● **Image point annotation entries**
-----

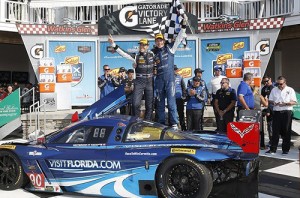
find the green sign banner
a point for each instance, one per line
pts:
(10, 108)
(297, 107)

-----

● **DIRECTIONS FOR THIS TASK**
Write out every line of the records above word for word, leaving out the pictures.

● **REPLY**
find the green sign banner
a point for each instance, one per line
pts:
(10, 108)
(297, 107)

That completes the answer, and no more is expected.